Thank you everyone for all the encouragement and helpful advice! I guess I always thought most people either had parents with horses, or were lucky enough to get the typical pony or riding lessons for Christmas. I had no idea that it's wasn't too uncommon to wait until retiring to have a first horse! 

I have heard about leasing but I wasn't sure if even that was too big a commitment for someone that didn't grow up with horses. Riding lessons and leasing definitely sounds like a good idea, though. 

Another question I have is how expensive is taking care of a horse? And how much time does it take? As someone who wants to have kids, would it be hard to do both? Sorry to bother you guys with so many questions, but it's definitely exciting to hear that it's not as out-of-the-question to have a horse as I had thought. I guess I always assumed having a horse was something that just wasn't possible for me, but it's great to hear that I'm not the only one still horse-crazy as a 21 year old. XD


----------



## Skipka (Feb 10, 2011)

I had exactly the same experience as you growing up. None of my family were into horses and couldn't understand where I got the 'horse bug' from! We lived in the suburbs and I always dreamed of getting my own horse one day. Then when I got married and had kids we moved around a lot (husband was in the Air Force) so I was 37 before I could fulfill my dream.

## Given task
In the horse forum thread, how old was Skipka before finally getting a horse? The data after the horse forum thread is separate material.

## Provided data
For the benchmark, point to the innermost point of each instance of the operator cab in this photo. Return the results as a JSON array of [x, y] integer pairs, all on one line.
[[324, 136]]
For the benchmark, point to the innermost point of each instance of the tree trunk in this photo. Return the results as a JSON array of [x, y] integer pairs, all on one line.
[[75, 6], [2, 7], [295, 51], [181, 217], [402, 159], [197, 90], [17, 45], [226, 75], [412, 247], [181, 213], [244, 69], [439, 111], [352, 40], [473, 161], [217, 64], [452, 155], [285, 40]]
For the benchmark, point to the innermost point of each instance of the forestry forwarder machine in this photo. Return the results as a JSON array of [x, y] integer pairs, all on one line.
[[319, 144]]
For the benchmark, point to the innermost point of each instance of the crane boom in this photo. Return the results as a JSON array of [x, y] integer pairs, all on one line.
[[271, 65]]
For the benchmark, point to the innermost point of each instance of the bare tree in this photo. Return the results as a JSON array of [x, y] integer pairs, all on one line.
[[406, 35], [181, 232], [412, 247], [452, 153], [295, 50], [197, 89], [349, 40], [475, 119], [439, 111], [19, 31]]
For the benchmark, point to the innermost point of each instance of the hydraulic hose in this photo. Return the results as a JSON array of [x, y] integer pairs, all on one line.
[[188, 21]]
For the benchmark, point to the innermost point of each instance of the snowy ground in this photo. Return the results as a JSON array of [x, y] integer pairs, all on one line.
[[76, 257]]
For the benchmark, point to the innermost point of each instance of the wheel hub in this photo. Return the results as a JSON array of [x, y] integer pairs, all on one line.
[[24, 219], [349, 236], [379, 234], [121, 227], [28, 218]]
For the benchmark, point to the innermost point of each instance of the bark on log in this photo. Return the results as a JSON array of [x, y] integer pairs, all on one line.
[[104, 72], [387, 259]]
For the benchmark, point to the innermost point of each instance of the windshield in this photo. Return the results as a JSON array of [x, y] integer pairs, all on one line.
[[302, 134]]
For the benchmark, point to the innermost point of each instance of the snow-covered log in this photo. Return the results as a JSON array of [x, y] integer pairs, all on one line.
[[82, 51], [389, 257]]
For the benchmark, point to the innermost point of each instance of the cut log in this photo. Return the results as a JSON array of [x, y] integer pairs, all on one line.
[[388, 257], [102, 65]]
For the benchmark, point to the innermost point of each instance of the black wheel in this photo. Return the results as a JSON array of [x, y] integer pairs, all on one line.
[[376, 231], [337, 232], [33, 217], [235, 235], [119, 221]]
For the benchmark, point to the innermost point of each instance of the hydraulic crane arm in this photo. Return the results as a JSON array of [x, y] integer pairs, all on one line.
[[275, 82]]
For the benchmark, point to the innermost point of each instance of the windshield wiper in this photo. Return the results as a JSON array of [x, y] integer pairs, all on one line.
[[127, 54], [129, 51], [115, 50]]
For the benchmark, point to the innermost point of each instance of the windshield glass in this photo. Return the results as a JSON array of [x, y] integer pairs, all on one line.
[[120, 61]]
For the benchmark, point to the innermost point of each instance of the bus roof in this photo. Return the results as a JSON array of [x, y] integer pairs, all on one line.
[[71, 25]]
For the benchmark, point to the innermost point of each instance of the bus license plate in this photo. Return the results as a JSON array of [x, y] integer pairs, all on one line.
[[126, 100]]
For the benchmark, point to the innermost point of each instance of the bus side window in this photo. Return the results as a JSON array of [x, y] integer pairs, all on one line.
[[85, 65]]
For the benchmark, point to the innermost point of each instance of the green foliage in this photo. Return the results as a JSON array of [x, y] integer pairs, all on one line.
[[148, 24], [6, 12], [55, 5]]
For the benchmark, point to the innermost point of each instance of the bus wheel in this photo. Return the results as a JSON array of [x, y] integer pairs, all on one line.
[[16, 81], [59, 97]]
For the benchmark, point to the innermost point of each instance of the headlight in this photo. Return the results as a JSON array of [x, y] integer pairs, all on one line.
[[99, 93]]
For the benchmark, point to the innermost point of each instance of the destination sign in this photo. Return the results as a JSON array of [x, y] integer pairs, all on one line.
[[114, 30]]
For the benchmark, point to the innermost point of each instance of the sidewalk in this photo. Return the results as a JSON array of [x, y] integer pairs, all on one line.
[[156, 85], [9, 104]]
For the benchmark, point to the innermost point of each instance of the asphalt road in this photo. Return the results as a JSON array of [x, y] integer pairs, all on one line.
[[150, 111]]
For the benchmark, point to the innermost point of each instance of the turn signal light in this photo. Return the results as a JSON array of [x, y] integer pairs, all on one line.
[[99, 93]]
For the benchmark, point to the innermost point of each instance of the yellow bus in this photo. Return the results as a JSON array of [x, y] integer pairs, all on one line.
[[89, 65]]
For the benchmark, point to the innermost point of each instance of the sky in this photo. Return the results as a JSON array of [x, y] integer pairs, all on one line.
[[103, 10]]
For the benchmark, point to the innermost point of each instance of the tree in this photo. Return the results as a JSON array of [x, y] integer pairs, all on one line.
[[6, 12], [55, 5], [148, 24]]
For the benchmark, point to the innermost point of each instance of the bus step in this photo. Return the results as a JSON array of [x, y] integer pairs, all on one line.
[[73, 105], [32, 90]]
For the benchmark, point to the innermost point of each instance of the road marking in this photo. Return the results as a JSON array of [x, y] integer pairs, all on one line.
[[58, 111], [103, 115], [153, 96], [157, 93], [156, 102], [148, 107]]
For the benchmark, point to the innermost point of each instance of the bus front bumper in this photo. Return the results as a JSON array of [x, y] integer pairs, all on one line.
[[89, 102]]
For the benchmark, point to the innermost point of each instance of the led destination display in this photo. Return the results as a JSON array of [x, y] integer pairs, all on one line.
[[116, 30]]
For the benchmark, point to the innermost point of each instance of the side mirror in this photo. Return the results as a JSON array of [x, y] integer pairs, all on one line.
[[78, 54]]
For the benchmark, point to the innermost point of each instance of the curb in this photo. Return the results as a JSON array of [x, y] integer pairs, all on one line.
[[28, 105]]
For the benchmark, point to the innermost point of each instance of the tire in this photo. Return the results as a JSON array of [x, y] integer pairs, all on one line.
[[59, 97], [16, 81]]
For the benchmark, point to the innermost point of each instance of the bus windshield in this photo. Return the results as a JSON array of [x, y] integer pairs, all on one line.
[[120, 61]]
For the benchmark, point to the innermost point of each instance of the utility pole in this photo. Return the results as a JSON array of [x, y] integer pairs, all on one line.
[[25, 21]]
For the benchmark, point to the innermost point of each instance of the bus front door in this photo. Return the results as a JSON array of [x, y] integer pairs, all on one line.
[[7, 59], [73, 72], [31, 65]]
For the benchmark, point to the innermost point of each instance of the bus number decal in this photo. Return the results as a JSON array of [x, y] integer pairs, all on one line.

## The reply
Skipka was 37.